Copy every line of the listing below word for word, leaving nothing out and changing nothing.

━━━━━ MATERIAL FOR THE TASK

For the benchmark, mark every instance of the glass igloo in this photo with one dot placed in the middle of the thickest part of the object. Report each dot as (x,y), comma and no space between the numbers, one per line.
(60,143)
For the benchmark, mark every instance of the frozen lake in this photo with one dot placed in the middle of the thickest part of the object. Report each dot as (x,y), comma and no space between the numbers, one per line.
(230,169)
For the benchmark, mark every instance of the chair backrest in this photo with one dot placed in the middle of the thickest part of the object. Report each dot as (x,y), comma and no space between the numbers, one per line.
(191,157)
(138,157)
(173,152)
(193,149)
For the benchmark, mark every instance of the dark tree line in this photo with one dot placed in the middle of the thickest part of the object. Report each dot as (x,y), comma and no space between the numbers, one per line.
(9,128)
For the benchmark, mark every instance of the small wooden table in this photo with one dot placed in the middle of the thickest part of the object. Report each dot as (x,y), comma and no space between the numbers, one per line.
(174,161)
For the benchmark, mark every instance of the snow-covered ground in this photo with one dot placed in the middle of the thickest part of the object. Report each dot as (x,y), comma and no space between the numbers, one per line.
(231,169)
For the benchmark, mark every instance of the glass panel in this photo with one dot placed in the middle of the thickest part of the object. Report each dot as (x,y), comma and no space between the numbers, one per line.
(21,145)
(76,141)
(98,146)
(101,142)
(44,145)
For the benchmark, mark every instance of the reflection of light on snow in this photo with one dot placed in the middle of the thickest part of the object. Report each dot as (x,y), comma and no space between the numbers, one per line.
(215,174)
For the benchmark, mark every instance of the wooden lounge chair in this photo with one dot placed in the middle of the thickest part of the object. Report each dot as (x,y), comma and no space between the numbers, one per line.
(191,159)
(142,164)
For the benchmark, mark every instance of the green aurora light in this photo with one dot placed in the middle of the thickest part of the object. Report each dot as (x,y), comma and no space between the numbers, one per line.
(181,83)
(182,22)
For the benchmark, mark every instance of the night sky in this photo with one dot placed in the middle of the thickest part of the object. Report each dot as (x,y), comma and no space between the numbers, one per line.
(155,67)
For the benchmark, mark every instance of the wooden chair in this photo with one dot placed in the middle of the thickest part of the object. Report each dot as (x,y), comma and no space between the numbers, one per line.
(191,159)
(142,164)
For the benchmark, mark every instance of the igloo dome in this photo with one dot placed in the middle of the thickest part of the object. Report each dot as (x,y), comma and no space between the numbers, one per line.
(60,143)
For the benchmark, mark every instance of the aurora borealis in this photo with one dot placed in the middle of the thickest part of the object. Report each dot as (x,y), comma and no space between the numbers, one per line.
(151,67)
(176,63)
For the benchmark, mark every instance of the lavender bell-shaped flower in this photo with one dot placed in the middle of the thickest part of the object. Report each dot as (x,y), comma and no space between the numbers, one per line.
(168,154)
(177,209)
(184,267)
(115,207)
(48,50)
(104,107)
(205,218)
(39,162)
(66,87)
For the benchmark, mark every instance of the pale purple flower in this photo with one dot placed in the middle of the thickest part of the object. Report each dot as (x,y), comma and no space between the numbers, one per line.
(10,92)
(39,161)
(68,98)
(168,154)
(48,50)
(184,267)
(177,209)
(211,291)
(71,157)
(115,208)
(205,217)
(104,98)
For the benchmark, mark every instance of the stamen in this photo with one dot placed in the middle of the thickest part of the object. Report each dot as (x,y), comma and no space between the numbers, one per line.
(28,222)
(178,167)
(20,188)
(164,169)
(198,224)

━━━━━━━━━━

SOLUTION FOR THIS EXERCISE:
For the benchmark, mark every instance of the glass igloo in this photo with one dot placed in the middle of the thickest part of the object. Report each dot as (x,y), comma and no space between the numbers, one per line.
(60,143)
For the benchmark, mark every instance of the frozen lake in this photo with one dot placed in the middle of the thickest part of the object. Report each dot as (x,y), comma and no space between the numbers, one per line.
(230,169)
For the benchmark, mark every instance of the chair backrest in this photo with one dot placed in the middle of the thickest part of the object. Report each dot as (x,y), comma and no space between the numbers, one per line.
(191,157)
(138,157)
(173,152)
(193,149)
For the benchmark, mark every instance of the dark tree line in this photo with one dot placed in the middle of the thickest part of the object. Report each dot as (x,y), comma and no space between the numbers, one per line.
(9,128)
For the benchmark, mark every instance of the small wooden table in this photo with one dot placed in the middle of the thickest part of the object. Report each dot as (x,y), comma and no space between the numbers, one per line.
(174,161)
For the benchmark, mark every instance of the snow-covered ground in this photo with one dot placed in the middle of the thickest part of the object. Report each dot as (x,y), comma and no space between the numbers, one per line.
(231,169)
For the benchmark, mark every instance of the glass panel in this photo with one dot placed in the middle of the thickest part of the object. Report each dot as (x,y), comma and no space between the numbers, one per line.
(21,145)
(76,141)
(98,146)
(101,142)
(44,145)
For the benchmark, mark every instance of the reflection of light on snow in this photo with one dot placed in the middle of the thickest part of the object. Report each dot as (x,y), comma and no space between the numbers, one per line.
(215,174)
For the benchmark, mark every instance of the wooden lounge chair in this photo with one dot placed in the middle of the thickest part of the object. Report each dot as (x,y), comma and no space between the numbers, one per line.
(191,159)
(142,164)
For the benchmark, mark every instance of the green aurora light in this photo with one dot placed in the middle of the thickest part of the object. Report each dot as (x,y), comma and no space between the numbers, one per line.
(181,83)
(182,22)
For the benchmark, mark every instance of the night sky in this photo with one dot placed in the middle of the thickest part of the object. Report each dot as (x,y), comma and no space between the numbers, one per line.
(155,67)
For the benchmark, mark every instance of the wooden chair in this photo with one dot placed in the middle of the thickest part of the object. Report each dot as (x,y), comma and no space between the numbers, one per line.
(191,159)
(142,164)
For the benchmark, mark every instance of the igloo dome in this photo with one dot placed in the middle of the thickest part of the object. Report each dot as (x,y), comma and no space between the numbers, one per line.
(60,143)
For the benchmark, mark every instance of the aurora borealis in this photo with one dot placed in the middle of the thickest part of the object. Report each dot as (x,y), comma and no space between the numbers, one per line.
(151,67)
(176,63)
For the benchmark, mark every instance of the lavender bell-shaped flower in this photo with one dot placed in the middle of the thickest part of the object. Report each dot as (x,y), comma and no space between the numbers, one per line.
(168,154)
(177,209)
(184,267)
(115,207)
(48,50)
(104,107)
(205,218)
(39,162)
(66,87)
For the benchmark, mark every instance of the pale purple flower in this photo with one dot placed in the middle of the thickest part of the object. Report each dot as (x,y), comma and no space between the numbers, one per line.
(10,92)
(39,161)
(68,98)
(168,154)
(48,50)
(184,267)
(177,209)
(211,291)
(71,157)
(115,208)
(205,217)
(104,98)
For the benchmark, mark every instance of the stamen in this photo with one dot placed in the middle of the thickest part of the object. Report each dot as (x,y), comma and no space between the numbers, one per line.
(28,222)
(178,167)
(20,188)
(164,169)
(198,224)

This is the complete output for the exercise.